__How to complete this task__: Would you transcribe each of the entries exactly, with nothing added or dropped?

[Point-per-instance localization data]

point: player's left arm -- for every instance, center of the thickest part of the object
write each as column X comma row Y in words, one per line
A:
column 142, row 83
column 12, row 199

__Task answer__:
point: player's left arm -- for every instance, center of the thickest part of the object
write each as column X comma row Y in words, one per line
A:
column 142, row 83
column 12, row 199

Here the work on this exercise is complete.